### [Do this]
Return each item below line for line, without any changes, and leave out the pictures.

### [Input for this task]
* * * * * * * * *

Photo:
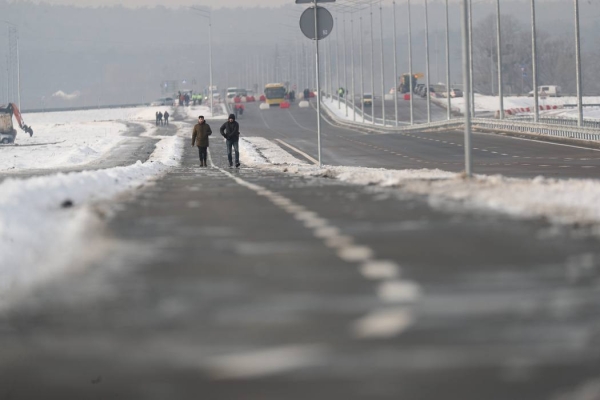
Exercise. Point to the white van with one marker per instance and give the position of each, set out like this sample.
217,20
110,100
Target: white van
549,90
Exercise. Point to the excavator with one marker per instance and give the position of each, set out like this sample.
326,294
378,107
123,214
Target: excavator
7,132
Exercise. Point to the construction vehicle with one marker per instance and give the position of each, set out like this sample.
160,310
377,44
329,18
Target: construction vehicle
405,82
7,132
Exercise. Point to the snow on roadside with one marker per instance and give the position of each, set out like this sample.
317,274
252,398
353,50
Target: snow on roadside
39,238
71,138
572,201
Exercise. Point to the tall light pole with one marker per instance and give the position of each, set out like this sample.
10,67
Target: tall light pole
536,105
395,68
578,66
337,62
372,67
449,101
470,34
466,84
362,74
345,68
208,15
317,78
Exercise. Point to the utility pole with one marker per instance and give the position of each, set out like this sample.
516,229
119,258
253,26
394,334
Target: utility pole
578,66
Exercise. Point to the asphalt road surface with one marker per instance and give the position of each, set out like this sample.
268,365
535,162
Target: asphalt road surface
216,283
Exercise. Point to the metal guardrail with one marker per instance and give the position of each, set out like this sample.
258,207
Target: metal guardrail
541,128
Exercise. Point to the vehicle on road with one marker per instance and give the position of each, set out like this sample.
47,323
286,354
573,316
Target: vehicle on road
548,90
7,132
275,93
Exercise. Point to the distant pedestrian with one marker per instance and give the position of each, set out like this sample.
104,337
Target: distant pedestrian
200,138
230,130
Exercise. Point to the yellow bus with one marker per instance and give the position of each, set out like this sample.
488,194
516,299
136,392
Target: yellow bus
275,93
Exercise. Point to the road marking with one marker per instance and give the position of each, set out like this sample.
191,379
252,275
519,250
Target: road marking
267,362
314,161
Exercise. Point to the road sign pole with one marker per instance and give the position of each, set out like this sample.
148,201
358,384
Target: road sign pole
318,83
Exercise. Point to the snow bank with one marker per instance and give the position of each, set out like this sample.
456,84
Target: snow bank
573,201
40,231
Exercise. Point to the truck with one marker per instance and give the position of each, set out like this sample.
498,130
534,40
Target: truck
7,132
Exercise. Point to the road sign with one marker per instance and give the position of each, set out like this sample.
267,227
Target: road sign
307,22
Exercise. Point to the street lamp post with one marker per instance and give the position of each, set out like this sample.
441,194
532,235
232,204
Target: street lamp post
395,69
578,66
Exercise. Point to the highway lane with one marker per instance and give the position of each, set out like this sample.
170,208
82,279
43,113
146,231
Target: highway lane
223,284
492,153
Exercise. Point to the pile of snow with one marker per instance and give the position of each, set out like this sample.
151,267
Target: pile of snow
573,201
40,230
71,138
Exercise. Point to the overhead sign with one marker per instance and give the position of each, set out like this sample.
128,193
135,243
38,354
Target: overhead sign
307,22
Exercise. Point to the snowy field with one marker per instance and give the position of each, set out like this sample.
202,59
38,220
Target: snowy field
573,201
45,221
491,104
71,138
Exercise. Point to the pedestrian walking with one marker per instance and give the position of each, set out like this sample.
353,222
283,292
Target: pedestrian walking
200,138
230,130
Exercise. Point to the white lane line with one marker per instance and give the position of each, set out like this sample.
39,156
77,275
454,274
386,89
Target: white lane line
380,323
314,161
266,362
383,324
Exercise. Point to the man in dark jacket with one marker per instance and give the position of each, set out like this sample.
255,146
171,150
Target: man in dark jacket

* * * * * * * * *

### [Output for this exercise]
Photo:
Exercise. Point to the white van with one marker per instance and give the position of each, set out like this sample.
217,20
110,100
Target: white van
549,90
Exercise. Point to the excavator with one marker per instance and give the position of each, set out like this sample.
326,294
378,107
123,214
Target: excavator
7,132
Exercise. Point to the construction vehicle with one marker per instance and give the position of each, set out like this sample.
160,310
377,44
329,18
Target: construction vehicle
405,82
7,132
Exercise. Point to the snow on roadside with one marker per instance and give the position of each, set out like this sample.
317,274
252,398
353,50
Target: snow on roadside
39,238
71,138
572,201
Exercise. Point to the tall light pole with one marker per instance and give the position of each, set out like this sample.
10,67
Target: tall light pole
536,105
395,68
578,66
337,62
372,67
449,101
470,34
466,84
362,74
345,68
208,15
317,78
Exercise. Point to the utility pole with one marker per instance and give the position of each, set out like this sample.
516,229
119,258
253,26
394,334
Target: utility pole
578,66
Exercise. Point to the asphalt road surface with one marker per instance and give the position of each, set out like this sample.
268,365
535,162
Target: asphalt road surface
216,283
Exercise. Point to the metal guardrail with one marker per instance and give the position of each, set out like this sample.
258,207
Target: metal guardrail
541,128
Exercise. Point to the vehicle on road with one marker per instance and give the position of each, set out like this sample.
47,323
286,354
573,316
Target: vehicle on road
548,90
7,132
275,93
Exercise. Point to the distant pedestrian with one marker per instance and give the position of each, set out like this sample.
104,337
Target: distant pedestrian
200,138
230,130
Exercise. Point to the yellow bus with one marker per instance and give the position of each, set out like this sample.
488,194
516,299
136,392
Target: yellow bus
275,93
Exercise. Point to the road marking with one marker per instance and give the position of each, set out like this sample.
191,379
252,275
519,250
Target: road marking
267,362
314,161
Exercise. Point to the road sign pole with one marker per instance and give the position of each, set out like this sample.
148,201
358,384
Target: road sign pole
318,83
Exercise. Point to the snow bank with one marker per instance and give the position of each, set out like this sample.
456,84
Target: snow bank
573,201
40,231
Exercise. Point to the truck with one marker per instance and give the position of each, set out like this sample.
498,130
534,40
Target: truck
7,132
Exercise. Point to the road sign with one marker per instance and give the position of each, set out like this sample.
267,227
Target: road sign
307,22
Exercise. Point to the street lamp post with one marker per instance and give the position of each, set out like this sample.
441,194
532,235
232,204
Target: street lamp post
395,69
578,66
Exercise. Point to the highway lane with one marker per instance and give the position of each, set out like this sample.
170,208
82,279
43,113
146,231
Target: highway lane
223,284
492,153
Exercise. Point to the pile of snow with one marker per instance and give the position of each, set out like this sample.
151,267
Target: pile of snow
573,201
40,230
71,138
Exercise. Point to the overhead sign with one marker per instance and give the position of each, set out like this sample.
128,193
135,243
38,354
Target: overhead sign
307,22
Exercise. Point to the snowy field with one marker per instance and give the position of each, set out like this sample.
202,59
38,220
Target: snowy field
573,201
45,221
491,104
71,138
Exercise. Point to the pedestrian walking with one marker per instance and give the position of each, set out like this sample.
353,222
283,292
Target: pedestrian walking
200,138
230,130
Exercise. Point to the white lane line with one marker per instance and give the position of each, set out like this sample.
39,156
77,275
454,274
386,89
Target: white lane line
380,323
314,161
266,362
383,324
Exercise. Point to the man in dark jacket with one marker per instance and give the position of each, set out like this sample.
255,146
171,150
Target: man in dark jacket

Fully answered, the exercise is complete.